• Task:
Below, find the line containing "Locate every instance of the navy blue" and copy word for word every line from that one through the end of the items, including both ends.
※
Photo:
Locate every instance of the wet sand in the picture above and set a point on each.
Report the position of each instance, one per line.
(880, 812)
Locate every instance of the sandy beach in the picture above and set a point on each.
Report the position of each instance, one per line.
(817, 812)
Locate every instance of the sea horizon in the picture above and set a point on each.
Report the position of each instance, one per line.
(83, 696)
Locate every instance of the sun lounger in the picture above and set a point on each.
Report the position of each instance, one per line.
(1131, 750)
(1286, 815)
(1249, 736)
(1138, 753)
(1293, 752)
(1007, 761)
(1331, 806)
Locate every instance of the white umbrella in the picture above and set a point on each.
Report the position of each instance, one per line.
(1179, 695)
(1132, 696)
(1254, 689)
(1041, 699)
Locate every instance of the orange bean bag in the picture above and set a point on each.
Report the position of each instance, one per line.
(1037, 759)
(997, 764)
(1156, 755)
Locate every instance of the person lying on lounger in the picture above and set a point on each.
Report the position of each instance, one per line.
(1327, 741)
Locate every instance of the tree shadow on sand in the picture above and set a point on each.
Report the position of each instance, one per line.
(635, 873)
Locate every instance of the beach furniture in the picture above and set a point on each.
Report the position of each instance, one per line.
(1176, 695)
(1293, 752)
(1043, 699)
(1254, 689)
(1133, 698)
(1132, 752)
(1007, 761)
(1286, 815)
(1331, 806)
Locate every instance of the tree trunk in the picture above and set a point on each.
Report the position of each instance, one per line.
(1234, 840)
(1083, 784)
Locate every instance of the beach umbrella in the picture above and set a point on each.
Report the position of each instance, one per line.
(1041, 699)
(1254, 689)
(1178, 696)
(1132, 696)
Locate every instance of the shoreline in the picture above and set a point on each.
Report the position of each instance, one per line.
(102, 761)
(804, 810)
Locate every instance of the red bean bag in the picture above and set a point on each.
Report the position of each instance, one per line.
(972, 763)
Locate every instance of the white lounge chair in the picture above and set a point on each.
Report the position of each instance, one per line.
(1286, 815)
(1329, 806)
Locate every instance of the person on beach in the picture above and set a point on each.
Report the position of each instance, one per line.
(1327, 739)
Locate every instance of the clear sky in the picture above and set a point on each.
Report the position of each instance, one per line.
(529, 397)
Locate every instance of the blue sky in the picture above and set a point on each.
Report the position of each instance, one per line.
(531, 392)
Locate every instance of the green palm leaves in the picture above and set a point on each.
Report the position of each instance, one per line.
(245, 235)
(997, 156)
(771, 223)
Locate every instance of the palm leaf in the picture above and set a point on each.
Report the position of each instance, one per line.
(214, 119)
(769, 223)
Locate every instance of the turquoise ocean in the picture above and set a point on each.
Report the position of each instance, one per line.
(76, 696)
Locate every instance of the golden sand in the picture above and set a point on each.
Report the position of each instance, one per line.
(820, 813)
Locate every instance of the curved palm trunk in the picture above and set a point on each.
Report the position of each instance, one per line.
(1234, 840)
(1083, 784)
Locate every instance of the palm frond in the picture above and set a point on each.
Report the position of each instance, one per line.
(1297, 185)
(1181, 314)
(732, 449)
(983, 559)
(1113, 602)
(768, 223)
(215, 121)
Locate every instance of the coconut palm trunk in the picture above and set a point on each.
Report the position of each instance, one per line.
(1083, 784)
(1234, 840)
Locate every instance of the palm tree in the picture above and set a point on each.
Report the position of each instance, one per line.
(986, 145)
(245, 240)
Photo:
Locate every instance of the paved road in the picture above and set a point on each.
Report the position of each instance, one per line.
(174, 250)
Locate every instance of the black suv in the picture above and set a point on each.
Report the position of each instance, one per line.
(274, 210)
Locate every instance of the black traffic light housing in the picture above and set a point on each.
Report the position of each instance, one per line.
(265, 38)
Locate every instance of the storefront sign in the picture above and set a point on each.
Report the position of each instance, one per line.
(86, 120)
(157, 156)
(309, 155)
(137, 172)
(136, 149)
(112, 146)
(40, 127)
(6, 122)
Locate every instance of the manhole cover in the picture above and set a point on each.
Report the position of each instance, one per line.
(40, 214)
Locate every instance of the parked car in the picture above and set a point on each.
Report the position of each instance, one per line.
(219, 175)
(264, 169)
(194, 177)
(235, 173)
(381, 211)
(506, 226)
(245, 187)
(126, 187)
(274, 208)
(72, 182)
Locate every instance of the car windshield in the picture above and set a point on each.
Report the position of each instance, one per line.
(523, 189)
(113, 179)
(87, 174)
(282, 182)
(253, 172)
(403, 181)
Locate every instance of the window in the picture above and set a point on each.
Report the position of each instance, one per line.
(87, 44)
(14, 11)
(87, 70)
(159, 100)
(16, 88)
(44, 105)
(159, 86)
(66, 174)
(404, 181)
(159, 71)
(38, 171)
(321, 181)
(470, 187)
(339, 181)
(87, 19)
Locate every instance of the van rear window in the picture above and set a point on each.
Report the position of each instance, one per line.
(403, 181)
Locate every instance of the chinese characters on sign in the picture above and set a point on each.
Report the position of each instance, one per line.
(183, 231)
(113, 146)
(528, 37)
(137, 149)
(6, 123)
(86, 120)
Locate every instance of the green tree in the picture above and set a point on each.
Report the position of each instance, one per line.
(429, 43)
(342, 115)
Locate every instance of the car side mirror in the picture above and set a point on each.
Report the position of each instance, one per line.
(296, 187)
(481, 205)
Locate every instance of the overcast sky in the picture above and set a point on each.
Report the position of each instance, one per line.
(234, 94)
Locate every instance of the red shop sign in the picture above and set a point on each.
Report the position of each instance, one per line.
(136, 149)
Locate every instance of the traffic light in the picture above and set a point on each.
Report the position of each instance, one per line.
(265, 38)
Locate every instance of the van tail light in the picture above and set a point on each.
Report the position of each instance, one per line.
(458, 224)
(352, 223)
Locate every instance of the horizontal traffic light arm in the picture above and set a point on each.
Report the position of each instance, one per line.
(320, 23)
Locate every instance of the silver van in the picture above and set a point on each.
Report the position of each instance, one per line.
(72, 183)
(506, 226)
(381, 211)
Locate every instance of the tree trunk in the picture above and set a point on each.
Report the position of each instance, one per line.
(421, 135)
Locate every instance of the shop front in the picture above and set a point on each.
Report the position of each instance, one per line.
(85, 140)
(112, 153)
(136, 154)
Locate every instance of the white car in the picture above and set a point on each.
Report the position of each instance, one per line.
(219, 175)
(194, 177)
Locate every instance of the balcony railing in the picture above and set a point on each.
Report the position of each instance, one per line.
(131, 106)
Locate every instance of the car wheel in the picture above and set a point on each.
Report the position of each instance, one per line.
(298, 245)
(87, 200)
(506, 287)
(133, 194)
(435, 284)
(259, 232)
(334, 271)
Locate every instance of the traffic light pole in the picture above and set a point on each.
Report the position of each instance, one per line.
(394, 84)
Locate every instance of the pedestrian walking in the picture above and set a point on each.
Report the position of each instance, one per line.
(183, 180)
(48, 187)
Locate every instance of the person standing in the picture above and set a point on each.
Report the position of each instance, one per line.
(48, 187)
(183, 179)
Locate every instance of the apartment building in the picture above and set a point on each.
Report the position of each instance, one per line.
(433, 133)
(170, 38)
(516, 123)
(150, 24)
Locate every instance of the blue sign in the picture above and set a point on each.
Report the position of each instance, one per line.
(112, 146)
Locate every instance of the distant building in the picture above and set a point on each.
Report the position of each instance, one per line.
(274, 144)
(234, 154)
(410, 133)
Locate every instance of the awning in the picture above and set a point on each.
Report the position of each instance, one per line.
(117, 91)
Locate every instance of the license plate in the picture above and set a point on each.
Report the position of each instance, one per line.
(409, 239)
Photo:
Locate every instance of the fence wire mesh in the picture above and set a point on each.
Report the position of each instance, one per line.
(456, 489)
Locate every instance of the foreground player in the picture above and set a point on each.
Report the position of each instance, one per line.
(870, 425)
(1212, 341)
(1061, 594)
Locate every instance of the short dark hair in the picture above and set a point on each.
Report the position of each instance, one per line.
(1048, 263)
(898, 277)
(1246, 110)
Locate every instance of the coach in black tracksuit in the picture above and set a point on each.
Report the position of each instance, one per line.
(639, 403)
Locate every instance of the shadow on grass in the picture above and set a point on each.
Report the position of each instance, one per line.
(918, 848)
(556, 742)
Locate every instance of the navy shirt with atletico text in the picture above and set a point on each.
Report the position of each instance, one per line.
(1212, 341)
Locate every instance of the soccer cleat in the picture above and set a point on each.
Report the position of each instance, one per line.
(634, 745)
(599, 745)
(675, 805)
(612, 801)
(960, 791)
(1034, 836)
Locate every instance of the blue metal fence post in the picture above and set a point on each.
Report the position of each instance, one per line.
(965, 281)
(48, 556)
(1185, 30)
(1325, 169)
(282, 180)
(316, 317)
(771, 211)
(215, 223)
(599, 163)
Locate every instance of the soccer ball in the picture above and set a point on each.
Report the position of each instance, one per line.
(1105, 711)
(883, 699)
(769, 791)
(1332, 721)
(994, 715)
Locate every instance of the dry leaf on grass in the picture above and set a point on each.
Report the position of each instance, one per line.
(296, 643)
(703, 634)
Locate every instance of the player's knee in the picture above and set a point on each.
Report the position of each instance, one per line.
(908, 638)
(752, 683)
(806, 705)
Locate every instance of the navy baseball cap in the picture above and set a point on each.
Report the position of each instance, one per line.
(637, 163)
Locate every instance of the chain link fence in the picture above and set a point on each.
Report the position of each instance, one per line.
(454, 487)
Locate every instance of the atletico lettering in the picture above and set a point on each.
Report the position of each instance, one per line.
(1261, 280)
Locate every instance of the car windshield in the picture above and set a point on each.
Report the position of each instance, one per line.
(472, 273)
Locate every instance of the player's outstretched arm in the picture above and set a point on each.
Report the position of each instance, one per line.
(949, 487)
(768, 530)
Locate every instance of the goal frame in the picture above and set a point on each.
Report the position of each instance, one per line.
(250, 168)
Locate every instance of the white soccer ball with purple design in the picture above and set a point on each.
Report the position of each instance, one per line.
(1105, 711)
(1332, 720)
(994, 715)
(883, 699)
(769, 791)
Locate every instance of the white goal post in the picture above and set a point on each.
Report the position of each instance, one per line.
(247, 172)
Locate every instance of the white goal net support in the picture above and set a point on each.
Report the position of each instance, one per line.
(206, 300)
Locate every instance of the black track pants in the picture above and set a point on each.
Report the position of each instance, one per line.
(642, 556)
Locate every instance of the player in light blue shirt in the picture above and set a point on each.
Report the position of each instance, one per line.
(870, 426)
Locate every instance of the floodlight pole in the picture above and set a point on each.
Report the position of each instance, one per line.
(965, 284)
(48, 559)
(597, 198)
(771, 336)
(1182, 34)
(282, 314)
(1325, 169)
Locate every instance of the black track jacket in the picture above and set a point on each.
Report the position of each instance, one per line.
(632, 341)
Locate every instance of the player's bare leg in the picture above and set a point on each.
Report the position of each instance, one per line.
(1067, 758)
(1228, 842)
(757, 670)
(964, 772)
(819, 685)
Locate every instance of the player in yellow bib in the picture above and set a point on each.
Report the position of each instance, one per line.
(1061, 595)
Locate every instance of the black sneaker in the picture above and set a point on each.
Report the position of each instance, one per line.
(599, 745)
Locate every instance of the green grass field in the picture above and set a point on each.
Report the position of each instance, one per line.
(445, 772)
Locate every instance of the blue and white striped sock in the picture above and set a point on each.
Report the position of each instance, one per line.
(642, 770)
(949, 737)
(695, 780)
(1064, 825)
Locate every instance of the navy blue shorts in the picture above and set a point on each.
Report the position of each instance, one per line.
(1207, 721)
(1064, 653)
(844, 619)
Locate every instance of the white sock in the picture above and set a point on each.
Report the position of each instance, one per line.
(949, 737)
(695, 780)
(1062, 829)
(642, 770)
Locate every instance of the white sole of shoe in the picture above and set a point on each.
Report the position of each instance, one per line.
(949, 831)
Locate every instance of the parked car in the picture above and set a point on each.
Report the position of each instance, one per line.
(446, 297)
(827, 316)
※
• Solution to this task:
Locate every instance of the navy blue shorts in the picture above and set a point on each.
Report the position of each instance, one per line.
(1207, 721)
(1064, 653)
(844, 619)
Locate every instance of the white sock in the picture above and set a point on each.
Report the position of each instance, one per line.
(949, 737)
(695, 780)
(1062, 829)
(642, 770)
Locate every instance of the white sole of shoe in the picture above and set a point on each.
Report the position of each instance, one per line.
(949, 831)
Locate every instance of the parked car in the picture above and set a point on each.
Report the position of each instance, one per line.
(446, 297)
(827, 316)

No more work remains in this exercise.